Issues & AdvocacyFederal
President’s Budget Sets up Next Battles with Congress on Taxes, Spending
By Andrew Goldberg, Managing Director, Government Relations & Outreach
President Obama released his fiscal year 2014 budget proposal yesterday, calling for a mix of spending cuts and tax increases to reduce the federal budget deficit by $1.8 trillion over the next decade, and setting the stage for continued tough negotiations with Congress.
Following up on his proposals outlined in his State of the Union address last February, the President’s budget would provide $50 billion for infrastructure, including $40 billion for repairing highways, bridges, transit systems, and airports; and $10 billion for competitive programs to encourage innovation in completing “high-value infrastructure projects.” The proposal also seeks to create an independent National Infrastructure Bank and proposes the creation of America Fast Forward (AFF) Bonds, building on the Build America Bonds program the president enacted in his first term to attract new sources of capital for infrastructure investment.
The president’s proposal calls for corporate tax reform that would close certain tax loopholes, limit high-income tax benefits (but not raising marginal tax rates), provide new tax benefits to encourage hiring and wage increases, and eliminate numerous individual and business tax incentives. The President’s proposal also would make a number of tax incentives for energy efficient design – including the 179D energy-efficient commercial buildings tax deduction – permanent, negating the need for Congress to renew it every few years.
The budget proposal also proposes cuts in so-called entitlement programs, such as Medicare and Social Security. The president is proposing to adopt a policy known as “chained CPI” that would lead to reduced Social Security payments, and his budget cut spending on Medicare by $370 billion.
Despite the proposed 50 billion in new infrastructure spending, the budget plan also proposes a $472 million cut for the EPA’s state revolving loan funds for wastewater and drinking water improvements, as well as a $452 million cut to LIHEAP, the program that helps low-income families heat and cool their homes.

..........

• [PARTS OF THE EXERCISE]:
1. From the budget article, extract the text between "The president’s proposal calls" and "every few years.", inclusive.
2. Answer these questions using the budget article:
(a) How much would the budget provide for repairing highways, bridges, transit systems, and airports?
(b) By how much did the budget cut Medicare spending?
(c) How large a cut does the budget propose for LIHEAP?

..........

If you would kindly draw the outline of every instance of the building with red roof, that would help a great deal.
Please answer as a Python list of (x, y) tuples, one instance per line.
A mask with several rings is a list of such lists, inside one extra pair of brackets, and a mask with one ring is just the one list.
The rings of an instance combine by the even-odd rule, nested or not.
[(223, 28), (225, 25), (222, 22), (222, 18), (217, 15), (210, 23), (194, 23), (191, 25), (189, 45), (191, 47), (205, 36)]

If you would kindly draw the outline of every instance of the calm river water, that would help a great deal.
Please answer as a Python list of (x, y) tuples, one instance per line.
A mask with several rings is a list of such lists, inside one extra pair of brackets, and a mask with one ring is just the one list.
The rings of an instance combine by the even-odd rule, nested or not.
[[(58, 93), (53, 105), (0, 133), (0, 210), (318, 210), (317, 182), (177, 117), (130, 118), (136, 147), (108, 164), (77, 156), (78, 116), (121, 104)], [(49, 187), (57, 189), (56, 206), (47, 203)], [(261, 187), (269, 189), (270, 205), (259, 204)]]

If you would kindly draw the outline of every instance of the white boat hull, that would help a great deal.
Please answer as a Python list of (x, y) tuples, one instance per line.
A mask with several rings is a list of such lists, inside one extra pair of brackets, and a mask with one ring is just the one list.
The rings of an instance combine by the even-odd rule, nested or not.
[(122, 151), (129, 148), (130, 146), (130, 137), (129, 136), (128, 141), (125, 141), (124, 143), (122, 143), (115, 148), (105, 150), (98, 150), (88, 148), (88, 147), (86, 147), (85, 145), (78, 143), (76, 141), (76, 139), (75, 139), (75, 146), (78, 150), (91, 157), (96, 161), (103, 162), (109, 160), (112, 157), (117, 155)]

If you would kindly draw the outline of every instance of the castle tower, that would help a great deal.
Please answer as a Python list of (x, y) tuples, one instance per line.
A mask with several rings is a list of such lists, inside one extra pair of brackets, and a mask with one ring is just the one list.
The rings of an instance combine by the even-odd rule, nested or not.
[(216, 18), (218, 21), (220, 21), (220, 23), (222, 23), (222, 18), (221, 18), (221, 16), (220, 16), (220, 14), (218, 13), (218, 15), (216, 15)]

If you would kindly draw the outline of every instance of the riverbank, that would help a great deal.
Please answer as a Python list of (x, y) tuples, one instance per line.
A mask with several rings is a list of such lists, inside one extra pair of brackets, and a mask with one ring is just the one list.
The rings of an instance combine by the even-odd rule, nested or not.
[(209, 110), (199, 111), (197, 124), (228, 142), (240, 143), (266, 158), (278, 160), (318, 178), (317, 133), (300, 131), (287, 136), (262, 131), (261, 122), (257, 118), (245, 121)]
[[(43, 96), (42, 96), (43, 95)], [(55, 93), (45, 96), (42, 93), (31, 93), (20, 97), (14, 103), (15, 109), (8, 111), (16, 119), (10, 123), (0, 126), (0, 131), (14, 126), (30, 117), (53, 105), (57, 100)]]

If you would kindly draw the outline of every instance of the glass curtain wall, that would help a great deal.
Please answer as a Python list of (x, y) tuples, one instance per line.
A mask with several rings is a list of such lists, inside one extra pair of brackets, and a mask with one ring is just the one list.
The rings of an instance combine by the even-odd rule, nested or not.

..........

• [SOLUTIONS IN ORDER]:
1.
The president’s proposal calls for corporate tax reform that would close certain tax loopholes, limit high-income tax benefits (but not raising marginal tax rates), provide new tax benefits to encourage hiring and wage increases, and eliminate numerous individual and business tax incentives. The President’s proposal also would make a number of tax incentives for energy efficient design – including the 179D energy-efficient commercial buildings tax deduction – permanent, negating the need for Congress to renew it every few years.

2.
(a) $40 billion
(b) $370 billion
(c) $452 million